• **DATASET EXTRACT**

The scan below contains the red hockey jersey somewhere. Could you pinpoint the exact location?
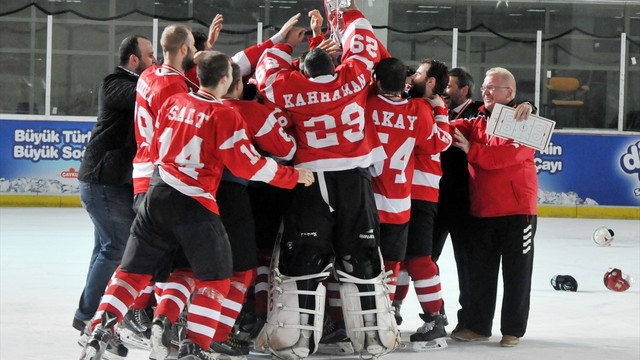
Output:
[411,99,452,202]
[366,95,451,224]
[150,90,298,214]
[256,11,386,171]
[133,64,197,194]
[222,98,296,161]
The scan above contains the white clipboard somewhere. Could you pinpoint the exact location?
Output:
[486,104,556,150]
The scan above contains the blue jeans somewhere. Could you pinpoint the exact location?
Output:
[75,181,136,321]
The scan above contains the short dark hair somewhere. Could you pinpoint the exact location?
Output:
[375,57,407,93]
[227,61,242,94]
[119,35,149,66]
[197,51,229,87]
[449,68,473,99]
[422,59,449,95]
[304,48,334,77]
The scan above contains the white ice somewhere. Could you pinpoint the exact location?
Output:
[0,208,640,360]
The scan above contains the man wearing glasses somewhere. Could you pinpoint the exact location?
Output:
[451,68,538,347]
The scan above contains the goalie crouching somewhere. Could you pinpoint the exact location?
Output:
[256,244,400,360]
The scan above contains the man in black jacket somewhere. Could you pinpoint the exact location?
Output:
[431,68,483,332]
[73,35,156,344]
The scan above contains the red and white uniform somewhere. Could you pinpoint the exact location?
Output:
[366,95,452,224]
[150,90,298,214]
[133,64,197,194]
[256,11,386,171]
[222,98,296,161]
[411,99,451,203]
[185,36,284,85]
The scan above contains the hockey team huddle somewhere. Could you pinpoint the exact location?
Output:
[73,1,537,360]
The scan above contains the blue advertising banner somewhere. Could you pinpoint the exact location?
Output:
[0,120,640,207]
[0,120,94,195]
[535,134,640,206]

• **WRITTEN REQUEST**
Write out the records above as a numbered list, one line per item, with blank lines skipped and the picture left out.

• **ANSWER TO THIS TASK**
1. The scan below contains the red hockey jersey somewhere. Could you pinpoint the exact location?
2. Output:
3. [411,99,452,202]
4. [366,95,451,224]
5. [150,90,298,214]
6. [256,11,386,171]
7. [133,64,197,194]
8. [222,98,296,161]
9. The scan above contains the white clipboard somewhere. Could you pinpoint the exact location?
10. Output:
11. [486,104,556,150]
12. The scan above contains the blue jeans somewhere. Could you pinpoint the exact location?
13. Output:
14. [75,181,136,321]
15. The scan above contains the short dark hair somewhere. Could you pinpoint the exact location?
16. Output:
17. [375,57,407,93]
18. [227,61,242,94]
19. [119,35,149,66]
20. [197,51,229,87]
21. [449,68,473,99]
22. [422,59,449,95]
23. [304,48,334,77]
24. The scan above contains the white ice somewhere. Could you pinpoint the exact location?
25. Output:
26. [0,208,640,360]
27. The scan above contains the man wearing glasses somewhere. Could you pinpoint the exact location?
28. Output:
29. [451,68,538,347]
30. The scan above contains the goalie crouching somewhere. Could you pinpoint the exact location?
31. Output:
32. [256,244,400,360]
33. The scan above contains the man in black jacket somewhere. Could you pinpoint the exact location?
34. Output:
35. [431,68,483,332]
36. [73,35,156,344]
37. The scan above contains the red and white uniform somewhere. Could you pinpoint the exact location?
38. Output:
39. [366,95,452,224]
40. [150,90,298,214]
41. [133,64,197,194]
42. [256,11,386,171]
43. [222,98,296,161]
44. [411,99,451,203]
45. [185,36,284,85]
46. The scan above contains the hockey team huddle somewhere. Could you pinpoint the exact location?
47. Output:
48. [73,1,537,360]
49. The scan above contains the blue advertising banner somewhere. Could you pinpoint the exact location?
50. Output:
51. [0,120,640,207]
52. [0,120,94,195]
53. [535,134,640,206]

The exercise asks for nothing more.